**SOURCE EXTRACT**
··········
The judgment should be affirmed.


ALLEN, J., also delivered an opinion for affirmance, differing from the preceding in no material respect except that upon the question of the validity of the certificate, notwithstanding its execution by the cashier only, the learned judge expressed himself as follows:


The first objection taken in this case is, that the plaintiff recovered upon the certificate as a contract, and that it is not a contract obligatory on the defendant.

It is conceded that the defendant is a corporation created by virtue of the general banking law of 1838 ( ch. 260, § 7), and the defendant contends that the certificate is not its contract, inasmuch as it is not executed by the banking corporation or association. The 21st section of the act referred to declares that " contracts made by any association, and all notes and bills by them issued and put in circulation as money, shall be signed by the president or vice-president and cashier thereof." The certificate here was signed by no other officer than the cashier, and the defendant's counsel insists that no recovery can, therefore, be had upon it in the hands of an innocent holder for value paid.

There can be no doubt of the correctness of the general position assumed by the counsel, that a corporation or association, created by the statute, derives all its power from the act creating it, and that where its mode of action is prescribed, this mode must be strictly complied with by its officers and agents to render contracts obligatory upon it. The authorities are abundant to this point, and need no particular comment. ( Beatty v. Marine Insurance Company, 2 John., 108; Hosack v. College of Physicians, 5 Wend., 547, 552; People v. Utica Insurance Company, 15 John., 358; Ang. Ames on Corp., 278, 279; 2 Kent Com., 177; Head v. Providence Insurance Company, 2 Cranch, 127, 166-169; Bank of United States v. Dandridge, 12 Wheat., 64; Bank of Augusta v. Earle, 13 Peters, 519; McCullough v. Moss, 5 Denio, 567.) But this rule is subject to certain qualifications and exceptions, some of which will be hereafter noticed, so far as they are applicable to the present case.

The first question now is, whether the certificate, the amount of which is sought to be recovered, is a contract within the fair meaning and construction of section 21, just cited. And here it is proper to inquire, in the first place, whether this question has not been already passed upon and decided by the court of highest resort in the State, and if it has, whether the present, acting in no higher capacity, can or ought to disturb a decision upon which the commercial and banking community have based their action for the last thirteen years. In the case of Safford v. Wyckoff, President of the Farmers' Bank of Seneca County (4 Hill, 442), the Court of Errors decided that a negotiable draft or bill of exchange in the ordinary form, though issued by an association organized under the general banking law, without the sanction of the Comptroller, will bind the association as in favor of a bona fide indorsee; and this notwithstanding it be signed by the cashier only; that it must be presumed to have been legally issued until the contrary appear. The court say — Senator HOPKINS delivering the opinion ( p. 445) — that it is true the 21st section enacts that all contracts, notes and bills by them issued and put in circulation as money, shall be signed by the president or vice-president and cashier, but it leaves the inference that there might be other bills and notes, not issued for circulation as money, that might be payable elsewhere than at the office of the bank issuing them, and might be signed otherwise than is prescribed for paper to be issued for such circulation.
··········
**SET EXERCISE 1**
Answer from the opinion excerpt:
(a) Under which law was the defendant corporation created?
(b) Which officer signed the certificate?
(c) In Safford v. Wyckoff, which court made the decision, and who delivered its opinion?
**SET EXERCISE 2**
Reproduce the opinion excerpt word for word, starting with "It is conceded" and going on through "for value paid.".
**SET EXERCISE 3**
Condense the paragraph of the opinion excerpt that begins "It is conceded that the defendant" into a bulleted list that keeps its main facts.

**DATASET SECTION**
··········
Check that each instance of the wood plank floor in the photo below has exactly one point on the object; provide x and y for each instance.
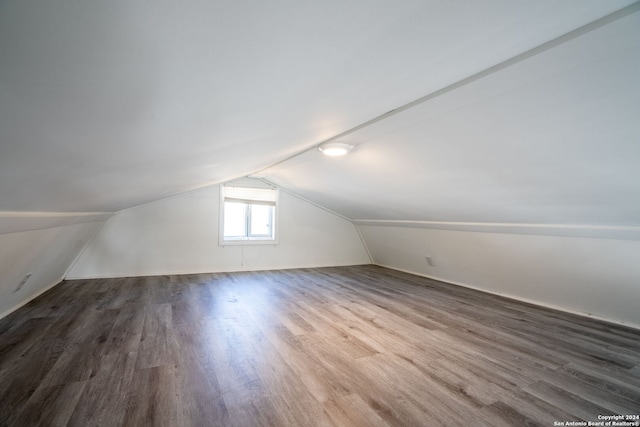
··········
**WORKED SOLUTION 1**
(a) The general banking law of 1838 (ch. 260, § 7).
(b) Only the cashier.
(c) The Court of Errors, with Senator Hopkins delivering the opinion.

**WORKED SOLUTION 2**
It is conceded that the defendant is a corporation created by virtue of the general banking law of 1838 ( ch. 260, § 7), and the defendant contends that the certificate is not its contract, inasmuch as it is not executed by the banking corporation or association. The 21st section of the act referred to declares that " contracts made by any association, and all notes and bills by them issued and put in circulation as money, shall be signed by the president or vice-president and cashier thereof." The certificate here was signed by no other officer than the cashier, and the defendant's counsel insists that no recovery can, therefore, be had upon it in the hands of an innocent holder for value paid.

**WORKED SOLUTION 3**
- The defendant is conceded to be a corporation created under the general banking law of 1838 (ch. 260, § 7).
- The defendant contends that the certificate is not its contract, because the banking corporation or association did not execute it.
- Section 21 of that act requires that contracts made by an association, and all notes and bills it issues and puts in circulation as money, be signed by the president or vice-president and the cashier.
- Only the cashier signed the certificate.
- The defendant's counsel therefore argues that an innocent holder for value cannot recover on it.